Problem statement
Copy out the lines of the material below, starting with the line that contains "the check-in counter." and continuing through the end of the material, with both ends included.

Data entries
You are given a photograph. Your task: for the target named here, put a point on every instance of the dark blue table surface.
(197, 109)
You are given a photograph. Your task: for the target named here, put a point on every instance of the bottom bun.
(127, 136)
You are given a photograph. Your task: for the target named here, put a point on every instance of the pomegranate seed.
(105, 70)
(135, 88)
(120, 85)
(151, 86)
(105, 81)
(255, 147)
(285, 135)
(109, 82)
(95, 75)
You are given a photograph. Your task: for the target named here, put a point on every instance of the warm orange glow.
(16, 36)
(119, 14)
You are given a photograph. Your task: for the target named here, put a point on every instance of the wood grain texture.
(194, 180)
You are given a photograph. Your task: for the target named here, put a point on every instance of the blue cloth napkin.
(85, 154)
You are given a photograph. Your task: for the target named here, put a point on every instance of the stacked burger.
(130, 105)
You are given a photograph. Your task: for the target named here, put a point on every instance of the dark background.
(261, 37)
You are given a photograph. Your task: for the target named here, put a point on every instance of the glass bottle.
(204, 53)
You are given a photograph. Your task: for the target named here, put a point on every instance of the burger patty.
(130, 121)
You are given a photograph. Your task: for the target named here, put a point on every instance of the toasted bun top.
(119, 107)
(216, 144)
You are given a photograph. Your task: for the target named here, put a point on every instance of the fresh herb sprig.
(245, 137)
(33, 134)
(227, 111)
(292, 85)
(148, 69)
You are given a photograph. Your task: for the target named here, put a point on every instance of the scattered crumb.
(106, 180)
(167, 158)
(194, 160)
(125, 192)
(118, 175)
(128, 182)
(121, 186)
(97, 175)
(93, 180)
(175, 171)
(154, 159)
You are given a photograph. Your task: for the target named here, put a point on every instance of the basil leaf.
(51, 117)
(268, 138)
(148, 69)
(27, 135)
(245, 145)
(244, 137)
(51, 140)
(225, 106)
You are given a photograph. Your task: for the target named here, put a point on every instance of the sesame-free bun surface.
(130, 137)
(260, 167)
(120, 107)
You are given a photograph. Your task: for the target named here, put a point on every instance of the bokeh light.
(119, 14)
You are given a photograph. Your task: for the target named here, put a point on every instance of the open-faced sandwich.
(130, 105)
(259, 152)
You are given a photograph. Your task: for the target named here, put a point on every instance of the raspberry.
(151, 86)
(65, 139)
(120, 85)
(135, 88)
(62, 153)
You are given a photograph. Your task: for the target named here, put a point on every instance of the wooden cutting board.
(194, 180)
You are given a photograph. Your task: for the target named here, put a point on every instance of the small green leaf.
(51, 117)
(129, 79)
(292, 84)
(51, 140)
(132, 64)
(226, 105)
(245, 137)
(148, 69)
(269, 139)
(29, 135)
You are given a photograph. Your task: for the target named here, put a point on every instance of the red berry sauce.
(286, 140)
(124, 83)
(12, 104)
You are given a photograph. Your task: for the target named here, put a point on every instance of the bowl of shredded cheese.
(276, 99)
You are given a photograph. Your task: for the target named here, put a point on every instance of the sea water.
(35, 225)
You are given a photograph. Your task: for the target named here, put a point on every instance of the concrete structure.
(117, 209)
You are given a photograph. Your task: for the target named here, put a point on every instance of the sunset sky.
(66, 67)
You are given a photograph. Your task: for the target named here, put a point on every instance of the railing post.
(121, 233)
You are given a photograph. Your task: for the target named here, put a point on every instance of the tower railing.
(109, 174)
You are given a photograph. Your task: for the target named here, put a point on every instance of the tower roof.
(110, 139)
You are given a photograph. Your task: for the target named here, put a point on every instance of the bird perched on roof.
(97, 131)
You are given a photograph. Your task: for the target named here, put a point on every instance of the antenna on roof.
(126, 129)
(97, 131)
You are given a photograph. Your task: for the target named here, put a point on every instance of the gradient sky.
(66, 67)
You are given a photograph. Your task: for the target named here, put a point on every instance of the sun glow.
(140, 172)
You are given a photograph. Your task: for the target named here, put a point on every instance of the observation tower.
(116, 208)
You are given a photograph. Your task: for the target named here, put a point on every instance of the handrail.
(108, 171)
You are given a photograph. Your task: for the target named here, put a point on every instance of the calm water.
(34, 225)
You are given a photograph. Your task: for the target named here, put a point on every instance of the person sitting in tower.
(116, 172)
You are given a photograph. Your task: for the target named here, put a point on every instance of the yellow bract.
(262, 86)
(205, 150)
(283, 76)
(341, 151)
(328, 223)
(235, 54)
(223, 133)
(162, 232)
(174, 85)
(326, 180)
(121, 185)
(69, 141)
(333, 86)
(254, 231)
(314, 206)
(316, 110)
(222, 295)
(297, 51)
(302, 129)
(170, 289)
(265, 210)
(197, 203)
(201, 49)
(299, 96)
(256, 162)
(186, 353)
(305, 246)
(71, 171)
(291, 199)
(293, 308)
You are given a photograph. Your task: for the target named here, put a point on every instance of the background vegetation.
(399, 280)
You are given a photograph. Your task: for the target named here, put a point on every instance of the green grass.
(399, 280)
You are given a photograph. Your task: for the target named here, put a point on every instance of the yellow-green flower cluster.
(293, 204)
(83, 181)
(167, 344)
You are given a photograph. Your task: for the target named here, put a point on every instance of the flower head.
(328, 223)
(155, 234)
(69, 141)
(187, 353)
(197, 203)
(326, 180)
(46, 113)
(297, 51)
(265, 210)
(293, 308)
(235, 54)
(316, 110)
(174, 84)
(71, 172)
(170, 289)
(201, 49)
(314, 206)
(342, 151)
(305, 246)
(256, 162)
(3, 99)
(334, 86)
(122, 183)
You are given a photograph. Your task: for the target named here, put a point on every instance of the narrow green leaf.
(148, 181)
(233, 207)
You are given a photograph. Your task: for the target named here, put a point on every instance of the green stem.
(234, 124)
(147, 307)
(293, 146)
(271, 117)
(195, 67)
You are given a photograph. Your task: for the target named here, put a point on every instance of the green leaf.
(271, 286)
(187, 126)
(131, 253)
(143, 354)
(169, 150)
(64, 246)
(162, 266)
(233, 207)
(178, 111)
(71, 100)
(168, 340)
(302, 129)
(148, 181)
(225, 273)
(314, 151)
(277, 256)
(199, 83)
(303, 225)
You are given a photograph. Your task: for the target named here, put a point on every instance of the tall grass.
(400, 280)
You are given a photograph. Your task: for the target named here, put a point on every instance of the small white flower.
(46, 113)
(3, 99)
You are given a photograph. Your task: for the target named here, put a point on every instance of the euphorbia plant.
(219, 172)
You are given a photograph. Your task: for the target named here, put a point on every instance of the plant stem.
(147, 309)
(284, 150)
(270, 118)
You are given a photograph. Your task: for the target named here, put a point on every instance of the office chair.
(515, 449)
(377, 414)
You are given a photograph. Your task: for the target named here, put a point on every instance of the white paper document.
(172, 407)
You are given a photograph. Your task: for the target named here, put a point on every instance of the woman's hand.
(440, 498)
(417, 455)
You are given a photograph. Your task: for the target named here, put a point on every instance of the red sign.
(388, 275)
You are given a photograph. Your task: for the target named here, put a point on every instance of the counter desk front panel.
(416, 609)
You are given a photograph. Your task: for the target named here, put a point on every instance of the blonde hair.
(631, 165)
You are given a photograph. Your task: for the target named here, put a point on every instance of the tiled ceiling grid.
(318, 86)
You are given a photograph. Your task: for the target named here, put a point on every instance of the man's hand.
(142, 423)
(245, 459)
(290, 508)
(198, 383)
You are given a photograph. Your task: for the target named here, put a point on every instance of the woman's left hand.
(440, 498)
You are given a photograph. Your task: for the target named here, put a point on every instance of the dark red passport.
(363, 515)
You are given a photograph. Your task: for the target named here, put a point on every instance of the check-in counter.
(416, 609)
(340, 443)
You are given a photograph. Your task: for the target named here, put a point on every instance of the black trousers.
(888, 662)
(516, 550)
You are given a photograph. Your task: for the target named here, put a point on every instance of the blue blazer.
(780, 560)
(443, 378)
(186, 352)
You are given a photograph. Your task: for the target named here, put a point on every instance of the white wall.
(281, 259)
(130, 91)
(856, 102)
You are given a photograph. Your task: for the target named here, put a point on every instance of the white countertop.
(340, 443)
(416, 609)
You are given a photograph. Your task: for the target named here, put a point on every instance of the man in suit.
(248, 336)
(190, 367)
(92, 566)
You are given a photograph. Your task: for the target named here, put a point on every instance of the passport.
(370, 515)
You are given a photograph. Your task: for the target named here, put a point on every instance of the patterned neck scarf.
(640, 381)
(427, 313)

Answer
You are given a photograph. Your task: for the target named here, put a point on every instance of the check-in counter.
(416, 609)
(340, 443)
You are given a photograph. Your task: for the target named here, put a point on every instance of the black trousers.
(888, 662)
(516, 550)
You are given a photograph. Your task: for the target named here, put a point on every instance of the blue blazer.
(780, 560)
(443, 378)
(186, 352)
You are given a photograph. Your task: for the target named here, put a point on every instance of the white wall.
(281, 259)
(130, 91)
(856, 102)
You are given a photograph. Your task: for the target named here, put a point on every instance of the white countertop.
(340, 443)
(416, 609)
You are given a photograph. Your task: for the target named here, put a point on every instance of the man in suit.
(248, 336)
(190, 367)
(92, 566)
You are given a photograph. Your task: for the target named here, put a point on every instance of the passport.
(370, 515)
You are given a photograph. Your task: for the target named here, put a point on every instance of the patterned neck scarf.
(640, 381)
(427, 313)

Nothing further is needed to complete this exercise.